[Source records]
====================
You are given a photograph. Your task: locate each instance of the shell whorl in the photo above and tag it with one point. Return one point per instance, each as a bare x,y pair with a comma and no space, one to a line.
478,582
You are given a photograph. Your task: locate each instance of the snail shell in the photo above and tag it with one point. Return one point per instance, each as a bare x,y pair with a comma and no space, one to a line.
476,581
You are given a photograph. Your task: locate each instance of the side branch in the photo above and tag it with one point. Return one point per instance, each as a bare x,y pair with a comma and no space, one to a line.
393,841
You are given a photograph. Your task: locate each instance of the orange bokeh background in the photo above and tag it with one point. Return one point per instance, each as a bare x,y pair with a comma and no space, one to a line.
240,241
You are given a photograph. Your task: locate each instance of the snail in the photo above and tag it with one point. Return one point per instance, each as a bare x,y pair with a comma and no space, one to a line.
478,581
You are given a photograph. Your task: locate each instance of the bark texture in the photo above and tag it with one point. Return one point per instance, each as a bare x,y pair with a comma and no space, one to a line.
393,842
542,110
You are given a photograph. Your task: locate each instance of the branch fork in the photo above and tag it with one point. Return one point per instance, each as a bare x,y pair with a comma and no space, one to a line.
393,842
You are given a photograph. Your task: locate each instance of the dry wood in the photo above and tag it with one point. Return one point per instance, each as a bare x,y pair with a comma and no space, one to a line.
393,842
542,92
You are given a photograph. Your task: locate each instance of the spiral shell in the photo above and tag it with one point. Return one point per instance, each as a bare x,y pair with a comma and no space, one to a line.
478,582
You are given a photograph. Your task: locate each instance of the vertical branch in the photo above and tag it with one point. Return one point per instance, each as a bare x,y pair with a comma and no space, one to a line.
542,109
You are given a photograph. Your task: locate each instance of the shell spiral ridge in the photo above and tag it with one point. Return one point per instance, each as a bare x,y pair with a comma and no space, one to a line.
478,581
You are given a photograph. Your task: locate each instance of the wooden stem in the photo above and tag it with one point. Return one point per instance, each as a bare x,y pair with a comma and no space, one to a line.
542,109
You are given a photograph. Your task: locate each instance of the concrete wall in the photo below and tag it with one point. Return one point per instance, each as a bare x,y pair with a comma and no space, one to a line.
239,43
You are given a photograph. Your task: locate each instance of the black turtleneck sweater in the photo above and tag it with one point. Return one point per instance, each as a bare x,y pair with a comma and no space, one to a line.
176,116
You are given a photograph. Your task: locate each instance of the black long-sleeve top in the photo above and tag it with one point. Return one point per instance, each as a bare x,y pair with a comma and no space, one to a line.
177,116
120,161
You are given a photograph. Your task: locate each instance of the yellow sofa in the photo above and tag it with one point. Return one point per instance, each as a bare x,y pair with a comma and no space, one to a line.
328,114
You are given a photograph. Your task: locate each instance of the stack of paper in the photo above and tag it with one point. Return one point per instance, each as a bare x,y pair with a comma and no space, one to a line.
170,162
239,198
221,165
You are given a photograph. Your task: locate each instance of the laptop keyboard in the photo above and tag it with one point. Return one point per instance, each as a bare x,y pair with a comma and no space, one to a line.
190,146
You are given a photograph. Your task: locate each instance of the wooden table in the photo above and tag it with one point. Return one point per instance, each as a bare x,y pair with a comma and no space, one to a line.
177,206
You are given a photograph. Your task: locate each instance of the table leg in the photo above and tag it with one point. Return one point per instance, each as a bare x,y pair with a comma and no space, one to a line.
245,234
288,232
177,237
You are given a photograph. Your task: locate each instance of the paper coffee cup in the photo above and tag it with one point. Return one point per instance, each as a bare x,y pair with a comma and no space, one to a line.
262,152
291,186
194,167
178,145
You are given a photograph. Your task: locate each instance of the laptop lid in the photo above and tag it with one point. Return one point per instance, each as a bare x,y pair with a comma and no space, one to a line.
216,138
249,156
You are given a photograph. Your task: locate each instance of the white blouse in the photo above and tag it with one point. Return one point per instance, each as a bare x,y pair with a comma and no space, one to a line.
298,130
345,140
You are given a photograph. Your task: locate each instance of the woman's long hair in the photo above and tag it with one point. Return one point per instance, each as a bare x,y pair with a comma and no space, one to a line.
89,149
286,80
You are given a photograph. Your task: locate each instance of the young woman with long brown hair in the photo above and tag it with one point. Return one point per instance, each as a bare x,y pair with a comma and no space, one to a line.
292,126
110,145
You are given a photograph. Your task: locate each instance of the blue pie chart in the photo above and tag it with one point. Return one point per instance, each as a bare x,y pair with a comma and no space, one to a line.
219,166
====================
**WHAT IS BEING ASKED**
In your reply, restate every entry exactly.

**ANSWER TO THE PROBLEM**
You are given a photograph. Your task: locate each instance of the shell whorl in the photo above and tag it with one point. Return one point per instance, each as a bare x,y pair with a comma and no space, one to a line.
478,582
You are given a photograph. Your task: locate each instance of the snail shell in the photo above and tag it with one point. Return one point per instance, each as a bare x,y pair with a comma and no space, one to a line.
476,581
You are given a photograph. Your task: locate each instance of the side branch in the photo above and tag it with one point. Return one point per instance, each as a bare x,y pair with a comma and no space, one to a line.
393,841
You are given a photograph. Your task: locate each instance of the orange bokeh background in the photo above and tag it with one point. Return one point per instance, each as a bare x,y pair with a comma and no space, one to a line.
240,241
You are given a photograph. Your task: locate each instance of the snail in the photo above and tag it with one point. Return one point per instance, each as a bare x,y pair with a comma and no space, one to a line.
478,581
You are given a photograph. Your task: locate each instance of the bark texture in the photo above and tag it with one point. Return one point per instance, each as a bare x,y pair with a comma and no space, one to a line.
393,842
542,110
You are given a photograph. Your task: locate each instance of the branch fork in the photo above and tag it with one point. Return one point per instance, each as a bare x,y pair with a comma and no space, one to a line.
393,842
You are given a photograph. Your task: locate each instance of the dry wood in the photo above and tag it with one point. Return one point per instance, each as a bare x,y pair with a comma and no space, one to a line.
393,842
542,92
You are given a photograph. Your task: locate each instance of the spiral shell in the photo above and tag it with one point. Return one point per instance, each as a bare x,y pair with a comma and no space, one to a line.
478,582
You are given a photograph. Your task: locate each instance of the vertical branch in the photo above and tag it with one point. Return one point per instance, each as a bare x,y pair with a comma and no space, one to a line.
542,109
You are given a photograph. Your task: locate each instance of the shell spiral ridge in the photo above and tag it with one point. Return one point per instance, each as a bare x,y pair with a comma and no space, one to a line.
478,581
You are given a photograph. Your task: locate each instance of the wooden stem in the photo above and tag it with one point. Return one point per instance, each as a bare x,y pair with a comma and no space, one to a line.
542,109
You are given a photograph. Your task: locate each instance of the concrete wall in the photo below and tag it with one point. Return one point per instance, each as a bare x,y pair with a comma and no space, one to a line.
239,43
You are given a photograph. Your task: locate each instance of the black turtleneck sweater in the photo above and tag it with one point. Return one point per instance, each as a bare x,y pair with a comma and no space, one to a line.
176,116
You are given a photograph. Your task: locate each instance of the black long-sleeve top in the photo above and tag it with one point. Return one point per instance, each as a bare x,y pair with a comma and no space, one to a line.
177,116
120,161
You are given a photograph. Your task: locate each instance of the yellow sofa in the photo above and tag it with one point. Return one point per instance, each as a bare x,y pair with a comma and no space, one to a line.
328,114
You are given a photograph. Your task: locate each instance of the stack of paper in the photo above and tag it with one point. Return one point per instance, each as a bare x,y pair with a comma and no space, one to a line.
170,162
239,198
221,165
You are given a photograph. Your task: locate each instance of the laptop keyboard in the photo above and tag it with one point. Return one point per instance, each as a bare x,y pair with a comma and no space, one to a line.
190,146
You are given a photograph. Your task: locate each instance of the wooden table in the photo above and tag it with one point. Return one point per instance, each as a bare x,y pair with a comma and no space, one to a line.
177,206
You are given a photograph. Your task: locate each instance of the table leg in the photo above and tag it with one point. Return one point per instance, each as a bare x,y pair with a comma and no space, one to a line.
245,234
288,232
177,237
You are given a photograph. Your task: locate each instance of the paper coffee cup in the photo above and tag it with one point. Return one point per instance, each as a bare x,y pair with a comma and no space, one to a line.
262,152
291,186
194,167
178,145
You are given a photograph. Your task: locate each instance of the laptop lid in the photo above and tag it with one point. Return one point per instance, each as a bare x,y pair with a comma and no space, one to a line.
216,138
249,156
You are given a photograph. Your task: locate each instance of the white blouse in the photo above and tag it with one point. Return one point per instance, each as a bare x,y pair with a comma and no space, one to a line.
298,130
345,140
You are given a photograph. Your task: locate each instance of the woman's long hair in the photo above and tag it with one point. Return one point per instance, each as a bare x,y pair with a comma and no space, one to a line.
89,149
286,80
You are given a photograph. Your task: locate each instance of the young woman with long brown hair in the photo above and tag it with one point. Return one point per instance, each as a bare x,y pair with a comma and no space, one to a line.
292,126
110,145
You are given a photograph. Your task: locate each instance of the blue pie chart in the photo above and tag it with one point. Return one point per instance, each as a bare x,y pair with a comma and no space, one to a line.
219,166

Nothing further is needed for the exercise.